::: Information provided

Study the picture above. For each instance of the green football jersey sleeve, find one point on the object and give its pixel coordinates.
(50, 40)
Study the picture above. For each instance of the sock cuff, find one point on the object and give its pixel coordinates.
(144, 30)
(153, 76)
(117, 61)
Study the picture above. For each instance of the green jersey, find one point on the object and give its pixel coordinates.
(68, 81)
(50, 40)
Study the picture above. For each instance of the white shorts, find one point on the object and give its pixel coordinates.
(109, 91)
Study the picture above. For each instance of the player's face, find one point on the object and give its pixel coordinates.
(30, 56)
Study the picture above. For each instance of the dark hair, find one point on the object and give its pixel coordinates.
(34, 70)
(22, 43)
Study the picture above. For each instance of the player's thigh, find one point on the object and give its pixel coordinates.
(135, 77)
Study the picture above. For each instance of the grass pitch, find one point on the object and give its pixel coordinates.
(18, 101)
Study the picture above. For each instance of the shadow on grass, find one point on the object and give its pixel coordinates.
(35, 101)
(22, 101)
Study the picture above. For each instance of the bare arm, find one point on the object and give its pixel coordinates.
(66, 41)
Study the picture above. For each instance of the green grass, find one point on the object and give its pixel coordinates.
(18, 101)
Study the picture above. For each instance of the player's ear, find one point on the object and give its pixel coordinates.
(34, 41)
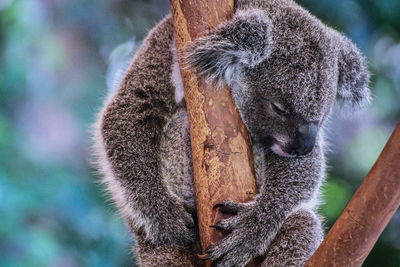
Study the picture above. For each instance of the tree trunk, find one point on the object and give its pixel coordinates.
(221, 146)
(352, 237)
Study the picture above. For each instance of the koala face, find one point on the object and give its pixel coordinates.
(286, 70)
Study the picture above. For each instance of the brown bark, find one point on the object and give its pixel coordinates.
(221, 147)
(354, 234)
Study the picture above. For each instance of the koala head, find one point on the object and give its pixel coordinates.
(286, 69)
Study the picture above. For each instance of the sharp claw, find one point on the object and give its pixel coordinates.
(204, 256)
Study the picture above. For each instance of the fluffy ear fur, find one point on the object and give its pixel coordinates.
(353, 76)
(243, 41)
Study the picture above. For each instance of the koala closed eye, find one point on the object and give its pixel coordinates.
(278, 109)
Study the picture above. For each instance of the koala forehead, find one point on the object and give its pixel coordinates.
(301, 71)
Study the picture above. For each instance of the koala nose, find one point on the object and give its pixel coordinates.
(305, 139)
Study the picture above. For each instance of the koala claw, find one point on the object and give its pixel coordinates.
(249, 236)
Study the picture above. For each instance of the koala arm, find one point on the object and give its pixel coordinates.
(288, 185)
(130, 129)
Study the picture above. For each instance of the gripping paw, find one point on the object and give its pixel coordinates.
(249, 237)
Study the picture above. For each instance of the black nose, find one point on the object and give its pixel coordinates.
(305, 139)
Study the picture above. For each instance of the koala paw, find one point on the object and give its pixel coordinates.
(175, 227)
(250, 234)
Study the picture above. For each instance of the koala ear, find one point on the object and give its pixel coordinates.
(353, 76)
(245, 41)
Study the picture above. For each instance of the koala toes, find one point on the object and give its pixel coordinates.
(230, 207)
(174, 228)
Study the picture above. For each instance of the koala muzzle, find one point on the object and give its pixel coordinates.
(305, 139)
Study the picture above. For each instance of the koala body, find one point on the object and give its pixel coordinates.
(286, 69)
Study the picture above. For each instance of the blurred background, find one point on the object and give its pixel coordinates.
(57, 59)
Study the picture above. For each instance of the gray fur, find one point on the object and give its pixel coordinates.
(286, 69)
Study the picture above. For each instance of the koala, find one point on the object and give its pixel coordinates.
(286, 71)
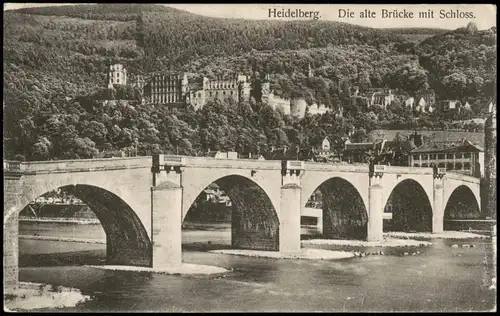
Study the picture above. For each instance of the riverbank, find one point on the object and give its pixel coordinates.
(66, 239)
(386, 243)
(305, 253)
(443, 235)
(34, 296)
(183, 269)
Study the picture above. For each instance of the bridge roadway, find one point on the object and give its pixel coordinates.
(141, 202)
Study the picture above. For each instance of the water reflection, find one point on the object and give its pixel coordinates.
(441, 278)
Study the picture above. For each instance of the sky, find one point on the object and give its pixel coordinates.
(484, 15)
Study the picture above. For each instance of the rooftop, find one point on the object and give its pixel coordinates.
(450, 146)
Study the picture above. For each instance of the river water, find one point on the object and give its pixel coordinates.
(441, 278)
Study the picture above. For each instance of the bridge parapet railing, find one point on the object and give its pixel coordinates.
(407, 170)
(12, 166)
(211, 162)
(86, 164)
(317, 166)
(462, 177)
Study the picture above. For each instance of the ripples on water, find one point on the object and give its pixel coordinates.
(441, 278)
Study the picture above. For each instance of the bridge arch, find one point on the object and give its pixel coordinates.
(471, 189)
(462, 204)
(345, 213)
(255, 222)
(411, 207)
(127, 241)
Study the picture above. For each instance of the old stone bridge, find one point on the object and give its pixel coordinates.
(141, 202)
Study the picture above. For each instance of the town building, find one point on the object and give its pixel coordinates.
(428, 96)
(166, 88)
(383, 151)
(460, 156)
(236, 88)
(358, 152)
(383, 97)
(117, 74)
(277, 103)
(447, 106)
(489, 186)
(298, 107)
(138, 81)
(314, 109)
(410, 102)
(324, 150)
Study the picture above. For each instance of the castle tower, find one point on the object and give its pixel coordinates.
(489, 202)
(117, 74)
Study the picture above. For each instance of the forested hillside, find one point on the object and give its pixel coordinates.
(55, 62)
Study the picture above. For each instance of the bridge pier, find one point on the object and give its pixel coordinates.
(375, 227)
(438, 209)
(375, 214)
(290, 218)
(166, 225)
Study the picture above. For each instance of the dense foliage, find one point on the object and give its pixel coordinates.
(55, 71)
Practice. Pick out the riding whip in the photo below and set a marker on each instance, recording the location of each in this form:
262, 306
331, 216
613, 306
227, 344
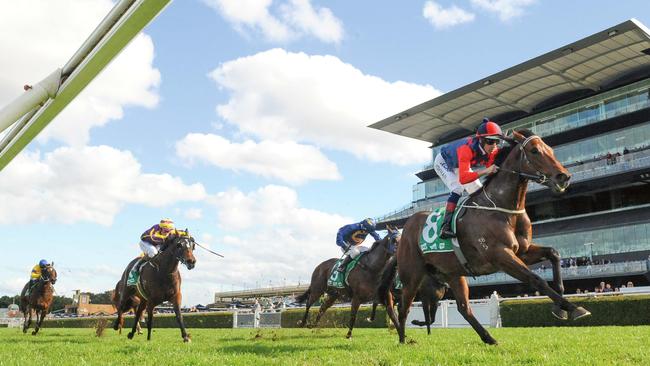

::::::

Problem statement:
Without including any image, reproduce the full listing above as written.

Answer box:
Study the picture above. For each instance of the green football jersey sleeve, find one point on the object and give its pixel coordinates.
(50, 40)
Study the picture above. For each instance of the sock cuff, find one point on the object and give its pixel coordinates.
(144, 30)
(153, 76)
(117, 61)
Study the picture above. For each instance of the green jersey, find one point on the object and give its pixel coordinates.
(68, 81)
(50, 40)
Study the picture above. For each instance of the white shorts, find one point on the object and give its pixel coordinates.
(109, 91)
Study the picture above. For each instance of the player's face, find one point on the object and give its pixel coordinates.
(30, 56)
Study the picture above. For each instance of the dark hair, find one point on the object and give its pixel coordinates.
(34, 70)
(22, 43)
Study the picture above. For each instance of the player's thigh, find one point on the object and give its pixel coordinates.
(135, 77)
Study the picture above. For each instance of the grass pitch, find one point on the object and give its pixel coordinates.
(18, 101)
Study the picture above. For each instance of the shadow on grass, find one point on the object and give its pixel coordinates.
(35, 101)
(22, 101)
Study the picture above. For each instance of the bare arm, find one point on the object and give its pixel coordinates.
(66, 41)
Study the picture above. For each instance of the green grass, find one point on the object and give its pixel coordinates.
(18, 101)
Study the picture above. For each instance of the player's ear, find one point on the object and give its pixel coordinates.
(34, 41)
Study the picture above. For each instance of the tree trunk, find one point on the object and give its pixel coordinates.
(221, 146)
(352, 237)
Study the picture above. For each instance of the koala face, find one point on the object and give its pixel coordinates.
(286, 70)
Study the picture above. For each instance of the brown bark, find one point on the object and give its pixel coordinates.
(221, 147)
(354, 234)
Study the picture above. For each instance of the koala head, find one point on the object and give its pixel coordinates.
(286, 69)
Study the picture above. For each instance of the sharp claw, find one point on the object and give its pixel coordinates.
(204, 256)
Study the picture above. For each instance of the fluffy ear fur, find one point on the object and give its pixel coordinates.
(353, 76)
(243, 41)
Study the picture above. For each instance of the koala closed eye, find one point on the object and give its pixel coordinates.
(278, 109)
Study the picture above. For each instance of the koala forehead, find one point on the object and give its pixel coordinates.
(301, 71)
Study the picture above. For each instance of the koala nose, find one point on the object and give its pixel coordinates.
(305, 139)
Study the picture above. For each instance of the koala claw, find one point on the object and give its pixel coordinates.
(249, 236)
Study the picture above. For each instance of the koala arm, find one point on the object and give its pixel coordinates.
(288, 185)
(130, 129)
Study the picture above. For each instance of the gripping paw, find one point on the object and give its pixel coordinates.
(249, 237)
Study the picture above. For each instance of the black nose, find one point on the object and give its pixel coordinates.
(305, 139)
Study the picture above. For each instance of the koala paw, find one point on the object and give its pixel coordinates.
(175, 227)
(250, 234)
Study the picture above. For each instance of the koala ear, find one point on the object and give its pixel coordinates.
(353, 76)
(245, 41)
Study the picture above. For each instance of the koala toes, find one point on the object and give its pixel coordinates.
(230, 207)
(174, 228)
Study the picture above. For each instance of the koala muzzle, find one point on the object and give its pixel coordinates.
(305, 139)
Study the picture above. For each instance of the koala body, find one point on the object and give its pixel coordinates.
(286, 69)
Study the picture above. For each instance of the blurred background, find one point on the object and give its pixel coordinates.
(57, 59)
Study the picture above. For each instance of the gray fur, find one point on the object and give its pixel coordinates.
(286, 69)
Study the picture above. For each instance of the koala, find one point on the object and give its pixel coordinates.
(286, 71)
Study the picture above. For each instance of the riverbank, find one point on the object and give its pixel coordinates.
(66, 239)
(386, 243)
(305, 253)
(443, 235)
(34, 296)
(183, 269)
Study the picture above. For each instance of the bridge roadway, find one point on the object and give its pixel coordinates.
(141, 202)
Study the picture above. For each instance of the water reflection, find one point on the object and give its pixel coordinates.
(441, 278)
Study the picture above. For each instance of the sky, find one point on the object and give its pixel coordinates.
(484, 15)
Study the picture above. For each instance of the rooftop, find one point on the object and give its pixel coordinates.
(450, 146)
Study the picture above. For each instance of the river water, find one point on the object and give its pixel coordinates.
(441, 278)
Study the picture above. For each instance of the bridge parapet railing, find one point on the object and give its pixel coordinates.
(407, 170)
(12, 166)
(211, 162)
(86, 164)
(317, 166)
(462, 177)
Study the picture above. For each instance of the ripples on water, find one point on the object and give its pixel coordinates.
(441, 278)
Study the picture above. For each instance of the bridge arch, find one point on the object and give its pixel coordinates.
(471, 189)
(462, 204)
(345, 213)
(255, 222)
(411, 207)
(127, 241)
Study the picture above. For each instance of the old stone bridge, find one point on the object and give its pixel coordinates.
(141, 202)
Study the picture above. For each instance of the town building, find one point on the object and give its pixel coordinates.
(428, 96)
(166, 88)
(383, 151)
(460, 156)
(236, 88)
(358, 152)
(383, 97)
(117, 74)
(277, 103)
(447, 106)
(489, 186)
(298, 107)
(138, 81)
(314, 109)
(410, 102)
(324, 150)
Study the picture above. For each instance of the castle tower, find one point on the object and give its pixel coordinates.
(489, 202)
(117, 74)
Study the picture above. For each instance of the forested hillside, find one point on the object and give its pixel coordinates.
(55, 62)
Study the picture above. For each instance of the bridge pier, find one point on the object and give its pixel coordinates.
(375, 227)
(438, 209)
(375, 214)
(290, 218)
(166, 225)
Study the picture above. For each instance of the dense foliage, find one point on the object and give its pixel coordinates.
(55, 71)
Practice. Pick out the riding whip in the photo below and set a marker on each instance, recording the location of each in this form:
262, 306
331, 216
613, 306
227, 344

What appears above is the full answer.